-------- PAGE EXTRACT

Remember the old 1971 ad for Coca-Cola with the song “I’d like to buy the world a Coke”, proving that diverse peoples could be united by sharing a soft drink? Here it is:
That reminds me of the Google Doodle I wrote about the other day, promoting diversity but doing so in a way that irritated many of us. Sentiments about unity are easy to come by and easy to make, allowing you to flaunt your virtue (and indeed, such sentiments are virtuous and to be desired), but they overlook the very real problems of the difficult issues that divide us—things that often seem intractable. Further, simplistic solutions simply look dumb: you can’t unite the world by sharing Cokes or drawing cute Google Doodles. What does that accomplish?
But tell that to Pepsi and Kendall Jenner, both of whom got into trouble for creating a 2.5-minute video ad (below) that uses recent social unrest to sell Pepsi, suggesting that all such unrest can be quenched with a carbonated beverage. As Pepsi said on the video’s YouTube site:
A short film about the moments when we decide to let go, choose to act, follow our passion and nothing holds us back. Capturing the spirit and actions of those people that jump in to every moment and featuring multiple lives, stories and emotional connections that show passion, joy, unbound and uninhibited moments. No matter the occasion, big or small, these are the moments that make us feel alive.
Starring Kendall Jenner and featuring music from Skip Marley.
Now, Kendall being a Kardashian, a family with more money than neurons, you’d pretty much expect something like this, though Pepsi bears most of the responsibility. And I suspect that the Kardashian philosophy is that “there’s no such thing as bad publicity,” since the fracas about the ad has simply has given the family more public notice. But Pepsi, embarrassed, has now withdrawn the ad (see below).

----------------

STATED GOAL: Reproduce the commentary above on the Pepsi ad in full, word for word, from its first sentence to its last.

-------- DATA LINES

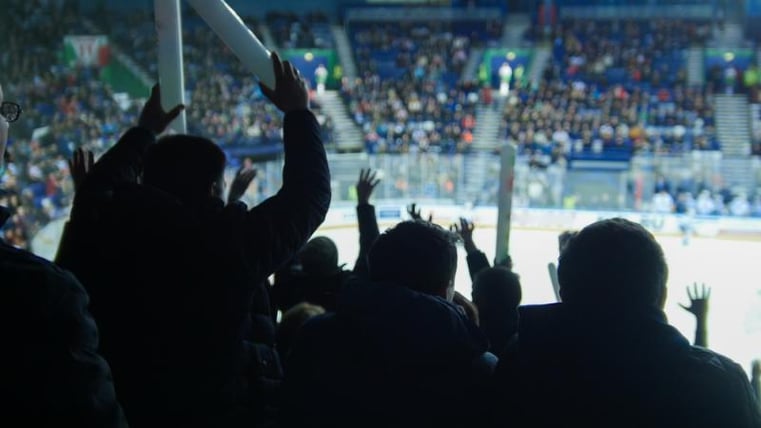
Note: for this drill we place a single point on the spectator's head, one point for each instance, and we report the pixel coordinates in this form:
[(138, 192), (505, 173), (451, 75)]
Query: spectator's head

----------------

OUTPUT BELOW:
Remember the old 1971 ad for Coca-Cola with the song “I’d like to buy the world a Coke”, proving that diverse peoples could be united by sharing a soft drink? Here it is:
That reminds me of the Google Doodle I wrote about the other day, promoting diversity but doing so in a way that irritated many of us. Sentiments about unity are easy to come by and easy to make, allowing you to flaunt your virtue (and indeed, such sentiments are virtuous and to be desired), but they overlook the very real problems of the difficult issues that divide us—things that often seem intractable. Further, simplistic solutions simply look dumb: you can’t unite the world by sharing Cokes or drawing cute Google Doodles. What does that accomplish?
But tell that to Pepsi and Kendall Jenner, both of whom got into trouble for creating a 2.5-minute video ad (below) that uses recent social unrest to sell Pepsi, suggesting that all such unrest can be quenched with a carbonated beverage. As Pepsi said on the video’s YouTube site:
A short film about the moments when we decide to let go, choose to act, follow our passion and nothing holds us back. Capturing the spirit and actions of those people that jump in to every moment and featuring multiple lives, stories and emotional connections that show passion, joy, unbound and uninhibited moments. No matter the occasion, big or small, these are the moments that make us feel alive.
Starring Kendall Jenner and featuring music from Skip Marley.
Now, Kendall being a Kardashian, a family with more money than neurons, you’d pretty much expect something like this, though Pepsi bears most of the responsibility. And I suspect that the Kardashian philosophy is that “there’s no such thing as bad publicity,” since the fracas about the ad has simply has given the family more public notice. But Pepsi, embarrassed, has now withdrawn the ad (see below).